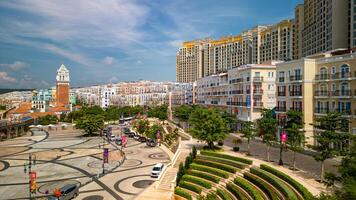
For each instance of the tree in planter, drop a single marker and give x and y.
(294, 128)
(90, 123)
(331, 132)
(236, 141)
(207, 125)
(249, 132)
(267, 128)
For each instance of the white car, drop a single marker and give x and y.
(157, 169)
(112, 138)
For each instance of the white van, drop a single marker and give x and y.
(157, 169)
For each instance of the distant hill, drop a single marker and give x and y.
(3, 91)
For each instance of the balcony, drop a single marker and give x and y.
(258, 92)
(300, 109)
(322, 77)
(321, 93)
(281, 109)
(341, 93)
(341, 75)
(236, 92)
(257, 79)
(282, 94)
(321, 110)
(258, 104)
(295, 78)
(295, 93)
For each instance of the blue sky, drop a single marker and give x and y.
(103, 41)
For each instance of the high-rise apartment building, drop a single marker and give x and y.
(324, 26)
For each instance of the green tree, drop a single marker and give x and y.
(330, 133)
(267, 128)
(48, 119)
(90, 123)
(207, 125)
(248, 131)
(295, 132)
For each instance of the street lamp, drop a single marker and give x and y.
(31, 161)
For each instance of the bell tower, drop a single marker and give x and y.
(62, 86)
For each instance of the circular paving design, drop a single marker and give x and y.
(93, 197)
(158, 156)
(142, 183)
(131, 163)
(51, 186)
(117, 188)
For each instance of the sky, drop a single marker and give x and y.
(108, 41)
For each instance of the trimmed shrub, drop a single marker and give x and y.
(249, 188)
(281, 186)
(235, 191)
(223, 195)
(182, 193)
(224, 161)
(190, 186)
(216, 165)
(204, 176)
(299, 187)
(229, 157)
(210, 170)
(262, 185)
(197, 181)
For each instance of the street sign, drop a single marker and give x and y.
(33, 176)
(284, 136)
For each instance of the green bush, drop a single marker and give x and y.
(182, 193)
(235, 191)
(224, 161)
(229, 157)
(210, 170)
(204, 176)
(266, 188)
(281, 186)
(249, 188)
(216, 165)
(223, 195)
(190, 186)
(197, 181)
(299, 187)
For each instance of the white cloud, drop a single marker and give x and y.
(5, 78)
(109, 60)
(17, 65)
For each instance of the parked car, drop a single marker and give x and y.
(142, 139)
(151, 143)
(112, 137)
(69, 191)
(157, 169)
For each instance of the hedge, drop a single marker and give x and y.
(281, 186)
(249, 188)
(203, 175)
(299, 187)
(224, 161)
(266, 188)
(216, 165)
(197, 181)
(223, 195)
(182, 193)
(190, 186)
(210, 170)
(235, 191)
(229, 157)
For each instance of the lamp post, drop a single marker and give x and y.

_How to complete this task_.
When copying the data above, repeat every word exactly and drop the pictures.

_Solution_.
For each instance of the tree in planter, drop a single marker and give x and y.
(294, 128)
(90, 123)
(331, 132)
(236, 141)
(207, 125)
(249, 132)
(267, 128)
For each instance of the white car, drop a single marker and give x and y.
(157, 169)
(112, 138)
For each instance of the white van, drop a single marker and give x and y.
(157, 169)
For each instance of the distant hill, drop a single marker and give x and y.
(3, 91)
For each instance of the balcony, drop a single marker and give x and y.
(258, 92)
(300, 109)
(322, 77)
(321, 93)
(281, 109)
(341, 93)
(341, 75)
(236, 92)
(257, 79)
(282, 94)
(321, 110)
(258, 104)
(295, 78)
(295, 93)
For each instance of the blue sky, drop a single marker and give x and y.
(103, 41)
For each instance of the high-rise apartment building, drop a single marker and give x and y.
(324, 26)
For each instance of the green tree, drop a single marker and give x and y.
(330, 133)
(267, 128)
(48, 119)
(90, 123)
(207, 125)
(248, 131)
(295, 132)
For each instance of the street lamp, drop a single marker and give x and y.
(31, 161)
For each instance of the bell tower, drop a single marker and give x and y.
(62, 86)
For each instance of the circular paving design, drop a single marker and give x and y.
(93, 197)
(158, 156)
(142, 183)
(131, 163)
(51, 186)
(117, 188)
For each instance of the sky, drop a single marker and give x and y.
(108, 41)
For each instance of the trimmed shrub, drop a single marker and give x and y.
(249, 188)
(281, 186)
(235, 191)
(223, 195)
(182, 193)
(224, 161)
(190, 186)
(216, 165)
(204, 176)
(299, 187)
(229, 157)
(210, 170)
(262, 185)
(197, 181)
For each instance of the street sign, drop a single marker and give x and y.
(33, 176)
(284, 136)
For each instance of the green bush, drop a single marker and give x and y.
(182, 193)
(235, 191)
(224, 161)
(229, 157)
(210, 170)
(204, 176)
(266, 188)
(281, 186)
(249, 188)
(216, 165)
(223, 195)
(190, 186)
(197, 181)
(299, 187)
For each instance of the white cloud, drop a single marker and give x and y.
(5, 78)
(109, 60)
(17, 65)
For each instance of the parked car, drop a single marker and give x and y.
(142, 139)
(151, 143)
(112, 137)
(69, 191)
(157, 169)
For each instance of the hedge, drop a single marker and give x and y.
(281, 186)
(249, 188)
(203, 175)
(299, 187)
(224, 161)
(266, 188)
(216, 165)
(197, 181)
(223, 195)
(182, 193)
(190, 186)
(210, 170)
(235, 191)
(229, 157)
For each instance of the lamp post, drop a single marker and give x and y.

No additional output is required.